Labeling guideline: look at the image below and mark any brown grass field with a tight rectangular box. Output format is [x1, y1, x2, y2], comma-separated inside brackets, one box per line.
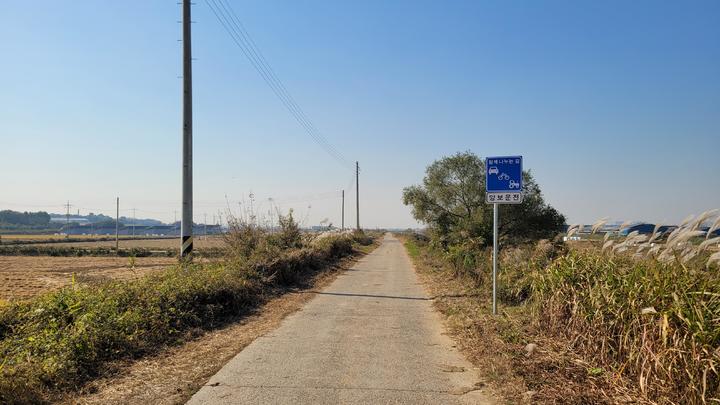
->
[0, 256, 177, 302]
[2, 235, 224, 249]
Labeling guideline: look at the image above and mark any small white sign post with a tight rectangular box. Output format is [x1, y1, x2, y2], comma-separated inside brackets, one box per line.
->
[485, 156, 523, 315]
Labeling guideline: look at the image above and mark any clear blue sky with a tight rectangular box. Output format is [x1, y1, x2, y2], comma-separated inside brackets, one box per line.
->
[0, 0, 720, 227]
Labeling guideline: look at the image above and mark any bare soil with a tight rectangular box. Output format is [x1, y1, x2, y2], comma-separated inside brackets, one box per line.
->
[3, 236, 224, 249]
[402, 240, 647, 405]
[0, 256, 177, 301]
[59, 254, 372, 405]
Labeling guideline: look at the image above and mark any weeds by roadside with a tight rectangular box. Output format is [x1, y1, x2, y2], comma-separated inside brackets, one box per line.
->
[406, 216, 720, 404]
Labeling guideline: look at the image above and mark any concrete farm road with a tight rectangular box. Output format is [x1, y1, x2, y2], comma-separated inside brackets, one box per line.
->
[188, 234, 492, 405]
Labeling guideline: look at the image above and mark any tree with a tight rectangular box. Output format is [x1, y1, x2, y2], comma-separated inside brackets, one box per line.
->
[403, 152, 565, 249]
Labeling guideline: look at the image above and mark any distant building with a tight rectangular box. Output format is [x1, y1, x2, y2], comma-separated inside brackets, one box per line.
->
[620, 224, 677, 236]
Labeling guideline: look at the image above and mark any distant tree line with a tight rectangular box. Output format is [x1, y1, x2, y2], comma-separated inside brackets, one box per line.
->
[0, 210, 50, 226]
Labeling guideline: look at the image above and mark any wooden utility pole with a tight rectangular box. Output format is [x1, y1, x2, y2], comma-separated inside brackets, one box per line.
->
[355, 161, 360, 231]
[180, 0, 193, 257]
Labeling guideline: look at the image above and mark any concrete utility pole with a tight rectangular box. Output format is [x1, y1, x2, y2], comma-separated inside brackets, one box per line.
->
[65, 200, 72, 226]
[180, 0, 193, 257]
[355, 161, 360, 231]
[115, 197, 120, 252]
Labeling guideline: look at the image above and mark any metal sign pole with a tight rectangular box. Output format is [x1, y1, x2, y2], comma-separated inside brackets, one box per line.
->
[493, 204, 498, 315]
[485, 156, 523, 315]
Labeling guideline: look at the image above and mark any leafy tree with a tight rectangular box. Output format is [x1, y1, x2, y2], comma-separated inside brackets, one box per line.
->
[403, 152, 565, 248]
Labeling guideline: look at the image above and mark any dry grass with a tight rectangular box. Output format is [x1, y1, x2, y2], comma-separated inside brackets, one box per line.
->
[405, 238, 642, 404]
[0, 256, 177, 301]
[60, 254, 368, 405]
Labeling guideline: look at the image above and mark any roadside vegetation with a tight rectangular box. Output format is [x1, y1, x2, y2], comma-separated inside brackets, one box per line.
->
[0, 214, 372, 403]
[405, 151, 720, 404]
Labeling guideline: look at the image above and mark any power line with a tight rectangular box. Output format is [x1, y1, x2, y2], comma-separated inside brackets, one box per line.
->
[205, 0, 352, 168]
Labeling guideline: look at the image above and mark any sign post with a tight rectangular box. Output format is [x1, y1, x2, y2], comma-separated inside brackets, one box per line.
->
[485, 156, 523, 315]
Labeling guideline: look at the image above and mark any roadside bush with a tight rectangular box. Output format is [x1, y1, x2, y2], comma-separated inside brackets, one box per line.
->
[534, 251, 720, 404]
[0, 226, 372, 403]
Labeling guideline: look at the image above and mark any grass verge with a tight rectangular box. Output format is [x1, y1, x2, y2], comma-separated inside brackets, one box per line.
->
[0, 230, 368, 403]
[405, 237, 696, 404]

__What to work on__
Swap every "Labeling guideline" in the data above for "Annotation rule" and write out all of the data again with nothing else altered. Leave the pictures out.

__The answer__
Annotation rule: look at the image below and mark any brown grass field with a tight rectangular box. Output format is [x1, y1, x2, y2], comma-separated inside brackets, one box per line.
->
[0, 256, 177, 302]
[2, 235, 224, 249]
Annotation rule: look at the image above and mark any small white sign post with a tight rectangular box. Output format is [x1, y1, x2, y2], comma-separated inside brackets, one box per line.
->
[485, 156, 523, 315]
Annotation rule: look at the image above and mark any clear blue sky with a tight rectangular box. Output format is [x1, y1, x2, y2], comma-separated inside brackets, one box per line.
->
[0, 0, 720, 227]
Annotation rule: look at the image above and mark any bare soil with a tight rectangular box. Output format is [x1, y1, x2, y2], comma-separated inside brackets, one box per line.
->
[3, 236, 224, 249]
[402, 240, 647, 405]
[0, 256, 177, 301]
[59, 254, 372, 405]
Annotation rule: look at the image above and mark any weeds by roadside with a tight rectangular box. Output format is [x1, y1, x2, y2], comma-separated inside brackets, one box per line.
->
[406, 216, 720, 404]
Annotation rule: look at the image above and mark any concrete farm road with a tight rectangular box. Output format is [x1, y1, x2, y2], comma-separated inside brackets, one box per line.
->
[188, 234, 492, 405]
Annotation rule: look at the image above and mark any tree with a tight rectangular box. Output format is [x1, y1, x2, y2], comma-separated inside brackets, one box per line.
->
[403, 152, 565, 249]
Annotation rule: look at the image above and mark any distant building with a tight rectangular box. Output format is [x1, y1, x2, y2], comma-separated inside brackets, one box per line.
->
[620, 224, 677, 236]
Annotation rule: look at the image above and mark any distant tree line with a tight rectangular box. Output format is [x1, y1, x2, y2], comma-separated inside brackets, one box per line.
->
[0, 210, 50, 226]
Annotation rule: look at the image above and mark any wooden utility pole with a tight rectangular box. Output format is [x1, y1, x2, y2], comma-separated inside brackets, one box per line.
->
[355, 161, 360, 231]
[180, 0, 193, 257]
Annotation rule: look at the image above and mark any concrete utility pole with a tight rectangular box. Output format is [x1, y1, x2, y2], comma-separated inside brackets, one box per line.
->
[65, 200, 72, 226]
[180, 0, 193, 257]
[355, 161, 360, 231]
[115, 197, 120, 252]
Annotation rule: look at the image above and mark any metal sign pole with a tight rectangular box. Output format is [x1, y1, x2, y2], comma-separated inside brackets, one box per line.
->
[493, 204, 498, 315]
[485, 156, 523, 315]
Annotation rule: look at the image above and mark any leafy tree with a tight rectangular box. Output format is [x1, y1, x2, y2], comma-separated inside brackets, one box per line.
->
[403, 152, 565, 248]
Annotation rule: look at the image above and mark any dry grass with a tight rectangular box. Output format is [x1, y1, x2, y2], comma-separated inside brackets, one box per line.
->
[405, 238, 642, 404]
[0, 256, 177, 301]
[60, 254, 368, 405]
Annotation rule: look at the image above and mark any roadside vegetation with a tight rectangular box. Output format is [x1, y1, x2, y2], comma-separated inside brackets, one box per line.
->
[0, 214, 372, 403]
[405, 151, 720, 404]
Annotation rule: look at the image above and mark any power line with a tight rectangular box. Output format is [x1, y1, x2, y2], comma-separated inside brackets, one box per line.
->
[205, 0, 352, 168]
Annotation rule: look at the image above and mark any sign post with a tight rectangular box. Output format is [x1, y1, x2, y2], comma-separated inside brackets, one box per line.
->
[485, 156, 523, 315]
Annotation rule: look at the image above and mark any roadside bush with a tight rectangular box. Output format is [x1, y1, x2, y2], comma-separated inside brackets, one box per line.
->
[534, 251, 720, 404]
[0, 226, 372, 403]
Annotation rule: look at the image above and mark any grass verge with a tight rectangular box. Output format is [x1, y1, x2, y2], comma-separated inside brackets, one box per line.
->
[0, 230, 368, 403]
[405, 237, 696, 404]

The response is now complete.